■ TASK TO COMPLETE ■
Copy each line of the records below verbatim.

--- RECORDS FOR THIS EXERCISE ---

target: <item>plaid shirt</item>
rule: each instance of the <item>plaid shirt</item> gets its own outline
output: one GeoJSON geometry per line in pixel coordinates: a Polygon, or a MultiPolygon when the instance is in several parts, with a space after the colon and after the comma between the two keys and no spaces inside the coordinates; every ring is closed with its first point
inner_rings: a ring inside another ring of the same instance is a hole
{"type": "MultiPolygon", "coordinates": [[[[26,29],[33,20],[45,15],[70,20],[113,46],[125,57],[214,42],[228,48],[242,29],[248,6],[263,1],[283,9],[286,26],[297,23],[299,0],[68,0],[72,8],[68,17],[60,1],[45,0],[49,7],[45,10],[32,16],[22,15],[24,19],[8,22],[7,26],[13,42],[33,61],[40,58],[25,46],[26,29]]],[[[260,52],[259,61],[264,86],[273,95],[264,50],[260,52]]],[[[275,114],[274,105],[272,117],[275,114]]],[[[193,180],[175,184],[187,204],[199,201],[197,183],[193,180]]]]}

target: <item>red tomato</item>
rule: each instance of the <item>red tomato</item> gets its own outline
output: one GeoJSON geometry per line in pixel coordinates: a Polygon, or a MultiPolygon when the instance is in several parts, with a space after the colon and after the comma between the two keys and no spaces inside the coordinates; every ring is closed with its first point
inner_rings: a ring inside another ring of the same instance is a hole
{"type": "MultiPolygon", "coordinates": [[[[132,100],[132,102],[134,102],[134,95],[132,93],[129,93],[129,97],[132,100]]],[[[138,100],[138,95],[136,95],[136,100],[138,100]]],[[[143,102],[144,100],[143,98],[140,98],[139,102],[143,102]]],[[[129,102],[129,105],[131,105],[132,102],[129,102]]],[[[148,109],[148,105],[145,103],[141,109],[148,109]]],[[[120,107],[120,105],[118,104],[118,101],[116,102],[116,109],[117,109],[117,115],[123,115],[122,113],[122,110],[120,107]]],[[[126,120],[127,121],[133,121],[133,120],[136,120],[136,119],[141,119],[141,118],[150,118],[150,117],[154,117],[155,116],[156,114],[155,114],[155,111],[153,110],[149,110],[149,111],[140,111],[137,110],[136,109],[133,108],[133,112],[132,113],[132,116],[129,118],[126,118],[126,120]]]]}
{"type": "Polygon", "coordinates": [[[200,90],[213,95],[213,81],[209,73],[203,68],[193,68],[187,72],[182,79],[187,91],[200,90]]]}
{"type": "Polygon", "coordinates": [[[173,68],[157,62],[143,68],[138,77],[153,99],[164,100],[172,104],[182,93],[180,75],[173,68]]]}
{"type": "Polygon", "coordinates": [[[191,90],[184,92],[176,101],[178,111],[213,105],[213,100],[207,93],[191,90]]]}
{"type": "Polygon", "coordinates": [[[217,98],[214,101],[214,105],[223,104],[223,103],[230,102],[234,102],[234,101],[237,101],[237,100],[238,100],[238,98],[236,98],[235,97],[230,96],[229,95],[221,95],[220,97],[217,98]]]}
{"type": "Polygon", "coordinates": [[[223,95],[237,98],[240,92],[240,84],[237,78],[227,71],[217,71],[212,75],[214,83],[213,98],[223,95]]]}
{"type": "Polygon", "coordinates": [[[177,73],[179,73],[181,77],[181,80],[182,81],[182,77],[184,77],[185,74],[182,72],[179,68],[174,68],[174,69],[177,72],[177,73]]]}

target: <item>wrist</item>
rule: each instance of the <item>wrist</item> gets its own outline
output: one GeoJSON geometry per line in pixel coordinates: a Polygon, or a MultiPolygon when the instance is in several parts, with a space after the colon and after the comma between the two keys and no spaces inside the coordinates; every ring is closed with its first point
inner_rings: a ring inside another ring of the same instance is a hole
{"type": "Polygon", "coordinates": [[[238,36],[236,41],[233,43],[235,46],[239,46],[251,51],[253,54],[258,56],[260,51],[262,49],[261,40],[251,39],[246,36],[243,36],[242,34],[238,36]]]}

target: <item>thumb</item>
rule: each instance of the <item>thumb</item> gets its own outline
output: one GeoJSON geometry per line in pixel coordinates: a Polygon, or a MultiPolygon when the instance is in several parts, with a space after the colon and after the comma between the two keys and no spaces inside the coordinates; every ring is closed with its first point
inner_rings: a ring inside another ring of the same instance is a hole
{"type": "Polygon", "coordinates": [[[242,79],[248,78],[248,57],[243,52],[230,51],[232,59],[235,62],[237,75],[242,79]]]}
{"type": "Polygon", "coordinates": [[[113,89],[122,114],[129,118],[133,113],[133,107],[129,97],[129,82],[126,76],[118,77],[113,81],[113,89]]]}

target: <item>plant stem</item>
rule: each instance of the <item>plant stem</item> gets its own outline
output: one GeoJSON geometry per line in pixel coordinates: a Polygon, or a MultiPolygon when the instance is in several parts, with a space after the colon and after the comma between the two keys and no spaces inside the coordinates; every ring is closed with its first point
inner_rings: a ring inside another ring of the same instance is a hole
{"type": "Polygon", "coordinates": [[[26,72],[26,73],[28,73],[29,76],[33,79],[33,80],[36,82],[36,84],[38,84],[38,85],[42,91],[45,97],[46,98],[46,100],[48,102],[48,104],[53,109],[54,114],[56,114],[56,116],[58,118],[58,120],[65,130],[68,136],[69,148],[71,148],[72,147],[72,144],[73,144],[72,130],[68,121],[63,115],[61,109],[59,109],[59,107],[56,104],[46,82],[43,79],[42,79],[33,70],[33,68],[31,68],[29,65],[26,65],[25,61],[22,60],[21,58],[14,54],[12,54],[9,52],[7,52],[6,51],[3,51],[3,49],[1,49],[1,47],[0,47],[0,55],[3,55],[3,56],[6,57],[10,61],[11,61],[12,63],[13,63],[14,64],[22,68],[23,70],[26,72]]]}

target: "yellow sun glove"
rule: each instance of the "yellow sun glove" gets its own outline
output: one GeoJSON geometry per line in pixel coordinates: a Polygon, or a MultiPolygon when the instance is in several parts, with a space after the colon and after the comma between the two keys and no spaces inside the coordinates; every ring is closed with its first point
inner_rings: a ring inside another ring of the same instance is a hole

---

■ FULL RESPONSE ■
target: <item>plaid shirt</item>
rule: each instance of the <item>plaid shirt</item> gets its own outline
output: one GeoJSON geometry per line in pixel coordinates: a Polygon, or a MultiPolygon when the instance is in several parts, with a space after the colon and after the comma between the two keys and no spaces inside the coordinates; every ring is closed with its first point
inner_rings: a ring inside another ring of the same instance is a hole
{"type": "MultiPolygon", "coordinates": [[[[26,29],[33,20],[45,15],[70,20],[113,46],[125,57],[214,42],[228,48],[242,29],[248,6],[263,1],[283,9],[286,26],[297,23],[299,0],[68,0],[72,8],[68,17],[60,1],[45,0],[49,7],[45,10],[32,16],[22,15],[24,19],[8,22],[7,26],[13,42],[33,61],[40,58],[25,46],[26,29]]],[[[260,52],[259,61],[264,86],[273,95],[264,50],[260,52]]],[[[275,114],[274,105],[272,117],[275,114]]],[[[193,180],[175,184],[187,204],[199,201],[197,183],[193,180]]]]}

target: <item>red tomato</item>
rule: each instance of the <item>red tomato</item> gets its own outline
output: one GeoJSON geometry per line in pixel coordinates: a Polygon, or a MultiPolygon when the instance is in several parts, with a space after the colon and after the comma between the two keys and no spaces inside the coordinates; every ring is closed with its first point
inner_rings: a ring inside another ring of the same instance is a hole
{"type": "MultiPolygon", "coordinates": [[[[132,100],[132,102],[134,102],[134,95],[132,93],[129,93],[129,97],[132,100]]],[[[138,100],[138,95],[136,95],[136,100],[138,100]]],[[[143,102],[144,100],[143,98],[140,98],[139,102],[143,102]]],[[[129,102],[129,105],[131,105],[132,102],[129,102]]],[[[148,109],[148,105],[145,103],[141,109],[148,109]]],[[[120,107],[120,105],[118,104],[118,101],[116,102],[116,109],[117,109],[117,115],[123,115],[122,113],[122,110],[120,107]]],[[[126,120],[127,121],[133,121],[133,120],[136,120],[136,119],[141,119],[141,118],[150,118],[150,117],[154,117],[155,116],[156,114],[155,114],[155,111],[153,110],[149,110],[149,111],[140,111],[137,110],[136,109],[133,108],[133,112],[132,113],[132,116],[129,118],[126,118],[126,120]]]]}
{"type": "Polygon", "coordinates": [[[200,90],[213,95],[213,81],[209,73],[203,68],[193,68],[187,72],[182,79],[187,91],[200,90]]]}
{"type": "Polygon", "coordinates": [[[173,68],[157,62],[143,68],[138,77],[153,99],[164,100],[172,104],[182,93],[180,75],[173,68]]]}
{"type": "Polygon", "coordinates": [[[191,90],[184,92],[176,101],[178,111],[213,105],[213,100],[207,93],[191,90]]]}
{"type": "Polygon", "coordinates": [[[217,98],[214,101],[214,105],[223,104],[223,103],[230,102],[234,102],[234,101],[237,101],[237,100],[238,100],[238,98],[236,98],[235,97],[230,96],[229,95],[221,95],[220,97],[217,98]]]}
{"type": "Polygon", "coordinates": [[[223,95],[237,98],[240,92],[240,84],[237,78],[227,71],[217,71],[212,75],[214,83],[213,98],[223,95]]]}
{"type": "Polygon", "coordinates": [[[177,73],[179,73],[181,77],[181,80],[182,81],[182,77],[184,77],[185,74],[182,72],[179,68],[174,68],[174,69],[177,72],[177,73]]]}

target: <item>wrist</item>
rule: each instance of the <item>wrist</item> gets its own outline
output: one GeoJSON geometry per line in pixel coordinates: a Polygon, or a MultiPolygon when the instance is in several parts, with a space after the colon and after the comma between the two keys and no spaces inside the coordinates; every ring is closed with its first point
inner_rings: a ring inside another ring of the same instance is a hole
{"type": "Polygon", "coordinates": [[[238,36],[236,41],[233,43],[235,46],[239,46],[251,51],[253,54],[258,56],[260,51],[262,49],[261,40],[251,39],[246,36],[243,36],[242,34],[238,36]]]}

target: <item>thumb</item>
rule: each instance of the <item>thumb</item> gets its own outline
output: one GeoJSON geometry per line in pixel coordinates: a Polygon, or a MultiPolygon when the instance is in several parts, with a space after the colon and after the comma between the two keys and no spaces inside the coordinates; every ring is closed with its first point
inner_rings: a ring inside another ring of the same instance is a hole
{"type": "Polygon", "coordinates": [[[242,79],[248,78],[248,57],[243,52],[230,51],[232,59],[235,62],[237,75],[242,79]]]}
{"type": "Polygon", "coordinates": [[[113,89],[122,114],[129,118],[133,113],[133,107],[129,97],[129,82],[126,76],[118,77],[113,81],[113,89]]]}

target: <item>plant stem</item>
rule: each instance of the <item>plant stem</item> gets its own outline
output: one GeoJSON geometry per line in pixel coordinates: a Polygon, or a MultiPolygon when the instance is in several parts, with a space after the colon and after the comma between the two keys and no spaces inside the coordinates; every ring is closed with its first point
inner_rings: a ring inside another ring of the same instance is a hole
{"type": "Polygon", "coordinates": [[[26,72],[26,73],[28,73],[29,76],[33,79],[33,80],[36,82],[36,84],[38,84],[38,85],[42,91],[45,97],[46,98],[46,100],[48,102],[48,104],[53,109],[54,114],[56,114],[56,116],[58,118],[58,120],[65,130],[68,136],[69,148],[71,148],[72,147],[72,144],[73,144],[72,130],[68,121],[63,115],[61,109],[59,109],[59,107],[56,104],[46,82],[43,79],[42,79],[33,70],[33,68],[31,68],[29,65],[26,65],[25,61],[22,60],[21,58],[14,54],[12,54],[9,52],[7,52],[6,51],[3,51],[3,49],[1,49],[1,47],[0,47],[0,55],[3,55],[3,56],[6,57],[10,61],[11,61],[12,63],[13,63],[14,64],[22,68],[23,70],[26,72]]]}

target: "yellow sun glove"
rule: each instance of the "yellow sun glove" gets its own outline
output: one GeoJSON geometry per line in pixel coordinates: a Polygon, or a MultiPolygon when the instance is in several parts, with a space after the colon and after the comma between the two keys and no spaces inside the coordinates; every ring is closed with its first point
inner_rings: a ring inside another ring of the same instance is a hole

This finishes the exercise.